Selected excerpt –
═══

The Evening Brief: Texas Headlines for Dec. 9, 2013

University of Texas at Austin President Bill Powers spoke on June 24, 2013, about the U.S. Supreme Court ruling in the case of Fisher v. UT-Austin.
University of Texas at Austin President Bill Powers spoke on June 24, 2013, about the U.S. Supreme Court ruling in the case of Fisher v. UT-Austin.

New in The Texas Tribune

•    Regents to Discuss Employment of Bill Powers: "The University of Texas System Board of Regents plans to discuss the employment of University of Texas at Austin President Bill Powers during a closed-door executive session at its board meeting on Thursday."

•    Efforts Targeting Double Dipping Could Get Boost: "But efforts to ban the practice of double dipping, or even require disclosure of it, went nowhere this year in the Texas Legislature. That could change when lawmakers meet again in 2015. Attorney General Greg Abbott, the leading Republican candidate to replace the retiring [Rick] Perry, is pushing ethics reform and recently told a TV station he wanted to prohibit double dipping by politicians. His most likely Democratic opponent, state Sen. Wendy Davis of Fort Worth, also supports the ban."

•    Shared Name May Be Hurdle to Keeping Post: "But that’s not why [RalphSheffield is planning to double the number of mail pieces he sends to voters, or why he is adding television and radio ads to a campaign that went without them in 2012. To figure that out, you must look to the north, to the line between his House district and the next one over."

═══

Material supplied –
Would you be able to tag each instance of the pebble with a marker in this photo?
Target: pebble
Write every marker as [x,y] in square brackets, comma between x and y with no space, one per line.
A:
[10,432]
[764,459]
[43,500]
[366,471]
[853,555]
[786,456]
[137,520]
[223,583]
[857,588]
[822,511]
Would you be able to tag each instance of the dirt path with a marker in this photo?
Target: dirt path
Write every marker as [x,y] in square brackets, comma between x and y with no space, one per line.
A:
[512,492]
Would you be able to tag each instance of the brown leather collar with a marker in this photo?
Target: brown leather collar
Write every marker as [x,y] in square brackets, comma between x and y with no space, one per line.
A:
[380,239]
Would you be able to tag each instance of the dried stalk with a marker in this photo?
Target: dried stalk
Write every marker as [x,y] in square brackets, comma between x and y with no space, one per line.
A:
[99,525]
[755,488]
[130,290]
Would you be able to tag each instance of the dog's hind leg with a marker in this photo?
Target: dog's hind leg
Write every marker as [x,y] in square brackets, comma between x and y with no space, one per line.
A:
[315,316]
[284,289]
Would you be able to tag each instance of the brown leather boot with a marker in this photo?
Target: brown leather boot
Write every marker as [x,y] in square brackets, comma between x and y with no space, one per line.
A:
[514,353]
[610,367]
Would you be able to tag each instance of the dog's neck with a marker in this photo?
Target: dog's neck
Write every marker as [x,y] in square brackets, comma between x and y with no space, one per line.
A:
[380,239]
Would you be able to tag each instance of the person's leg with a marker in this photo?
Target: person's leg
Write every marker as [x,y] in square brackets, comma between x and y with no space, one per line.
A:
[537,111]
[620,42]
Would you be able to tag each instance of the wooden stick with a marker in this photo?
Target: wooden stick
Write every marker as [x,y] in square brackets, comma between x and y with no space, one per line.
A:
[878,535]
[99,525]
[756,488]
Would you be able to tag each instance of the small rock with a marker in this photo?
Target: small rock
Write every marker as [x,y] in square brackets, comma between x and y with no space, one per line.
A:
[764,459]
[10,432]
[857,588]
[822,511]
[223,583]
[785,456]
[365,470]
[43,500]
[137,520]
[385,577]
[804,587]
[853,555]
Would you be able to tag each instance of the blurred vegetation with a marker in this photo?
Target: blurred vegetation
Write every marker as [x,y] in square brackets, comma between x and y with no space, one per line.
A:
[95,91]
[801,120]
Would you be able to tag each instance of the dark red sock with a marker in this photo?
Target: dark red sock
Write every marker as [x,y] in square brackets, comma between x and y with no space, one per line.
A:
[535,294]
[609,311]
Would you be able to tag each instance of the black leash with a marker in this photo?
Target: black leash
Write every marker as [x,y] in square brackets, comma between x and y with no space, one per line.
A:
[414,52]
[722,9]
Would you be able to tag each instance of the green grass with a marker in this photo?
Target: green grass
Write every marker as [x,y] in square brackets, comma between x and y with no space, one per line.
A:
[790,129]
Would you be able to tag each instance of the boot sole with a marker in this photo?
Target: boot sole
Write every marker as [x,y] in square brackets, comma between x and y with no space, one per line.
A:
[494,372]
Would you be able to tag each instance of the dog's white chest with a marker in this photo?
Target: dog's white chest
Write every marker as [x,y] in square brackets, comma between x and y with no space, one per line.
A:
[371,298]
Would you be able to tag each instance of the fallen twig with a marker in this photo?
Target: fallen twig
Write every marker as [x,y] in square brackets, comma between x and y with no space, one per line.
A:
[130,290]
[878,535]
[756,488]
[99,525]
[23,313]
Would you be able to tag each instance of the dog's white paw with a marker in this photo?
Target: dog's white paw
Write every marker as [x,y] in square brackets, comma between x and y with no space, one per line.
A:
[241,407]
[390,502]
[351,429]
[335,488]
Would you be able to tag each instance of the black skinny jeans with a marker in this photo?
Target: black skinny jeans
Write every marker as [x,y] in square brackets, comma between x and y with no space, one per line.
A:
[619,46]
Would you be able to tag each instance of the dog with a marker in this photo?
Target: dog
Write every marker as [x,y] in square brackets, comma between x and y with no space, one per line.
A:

═══

Exercise 1 –
According to the Texas headlines brief, why could efforts to ban double dipping get a boost when lawmakers meet in 2015?
Exercise 2 –
Can you resume the Texas headlines brief right after its final sentence, the one ending "the next one over"?

Exercise answer 1 –
Attorney General Greg Abbott, the leading Republican candidate to replace the retiring Rick Perry, is pushing ethics reform and has said he wants to prohibit double dipping by politicians. His most likely Democratic opponent, state Sen. Wendy Davis of Fort Worth, also supports the ban.

Exercise answer 2 –
•    Campaign Promotes Merry Christmas Law: "Politicians, advocates and even a Santa Claus turned up at the Capitol on Monday to promote a new law that aims to protect Texans' right to wish one another 'Merry Christmas'."

•    A Candidate Experienced Enough to Drop Out: "Even that was out of reach, and [Tom] Pauken — a veteran of campaigns for Congress and for attorney general, a former chairman of the Texas GOP, a pugnacious conservative for more than three decades and, importantly, a former venture capitalist — pulled the plug. VCs know when to do that."

Culled

•    Fort Worth statewide judge switches parties from Republican to Democrat (Fort Worth Star-Telegram): "Longtime Texas Court of Criminal Appeals Judge Lawrence 'Larry' Meyers announced Monday that he is leaving the Republican Party to run as a Democrat for the Texas Supreme Court. Meyers, of Fort Worth, filed Monday on the last day of filing to seek Place 6 on the Supreme Court, currently held by Jeff Brown."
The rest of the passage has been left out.